- SHORT EXERCISE A
Reproduce the stretch of the workshop report from "The two-day workshop" through "topics is increasing.".
- SHORT EXERCISE B
Carry on the workshop report on love in the Arab world from its last sentence.

Love Will Find A Way

The two-day workshop “The Means of Love in the Arab World: Pragmatics Beyond Norms and Trangressions” (December 11–12, 2015) came as the last in a small series of meetings that center on love, marriage and affection in the context of the Middle East and North Africa. Intimate relations and love have been scantly studied in anthropologies of the region but attention to these topics is increasing.

An Van Raemdonck

Workshops were set up in Lausanne (2012), Alexandria (2013), New York (2014) and finally Rabat (2015) to discuss and develop new research. Earlier meetings focussed more on discursive frames concerning the problems of love, family authority, religious norms, morality, and the materiality of affect. The aim of the workshops was to build upon anthropologists’ ongoing move away from the discursive, normative, and ideal and toward a more holistic approach that considers ordinary, everyday ethics and pragmatics. This approach blurs the boundaries between discourse, practice, and hierarchical conceptions of people’s actions as important and unimportant. It attempts to consider power structures, ethical discourse and materiality all together. Organized by Aymon Kreil (University of Zurich), Maria Frederika Malmström (Nordic Africa Institute / New York University), Zakaria Rhani (Université Mohammed V), and Samuli Schielke (Zentrum Moderner Orient), the Rabat workshop aimed to highlight the means by which love is communicated, practiced and embodied through language, poetry, music or objects, material exchanges and gifts. It succeeded in bringing scholars together who shed light on the pragmatics and the interactional means of “love in action.”

- DATA

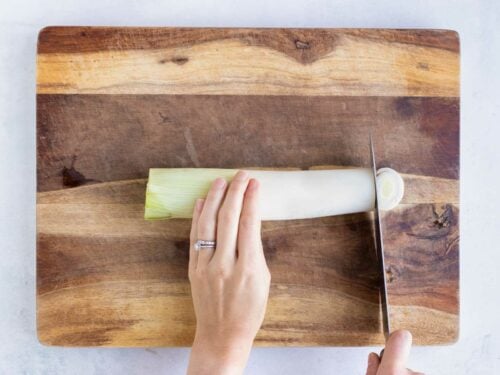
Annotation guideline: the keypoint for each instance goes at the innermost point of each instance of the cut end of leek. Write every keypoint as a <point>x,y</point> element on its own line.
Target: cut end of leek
<point>390,187</point>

- WRITTEN RESPONSE A
The two-day workshop “The Means of Love in the Arab World: Pragmatics Beyond Norms and Trangressions” (December 11–12, 2015) came as the last in a small series of meetings that center on love, marriage and affection in the context of the Middle East and North Africa. Intimate relations and love have been scantly studied in anthropologies of the region but attention to these topics is increasing.

- WRITTEN RESPONSE B
As one of the locations, Morocco had a large share in the discussions. Annerienke Fioole’s (University of Amsterdam) research explores “the experiences of Moroccan couples involved in cross-sex relationships deemed inappropriate.” She focuses on the role of communication and available resources in enabling cross-sex couples to establish a relationship as licit or in making them keep it unknown or illicit. Such questions are not only a matter of the couple alone, but also of their communication with family, friends and neighbors. How people handle “publicity, discretion and secrecy” in combination with available resources is therefore central in shaping marriages or affairs. The importance and omnipresence of secrecy and discretion as acts of love were also emphasized by Mathew Carey (University of Copenhagen). His research in northern Morocco demonstrated the use of concealing—even including mundane activities—as signs and acts of love. Markedly, material and visible exchanges that show or enable love were strongly absent in his fieldwork sites, since “romantic love is either private and self-referential or hidden and hard to identify.”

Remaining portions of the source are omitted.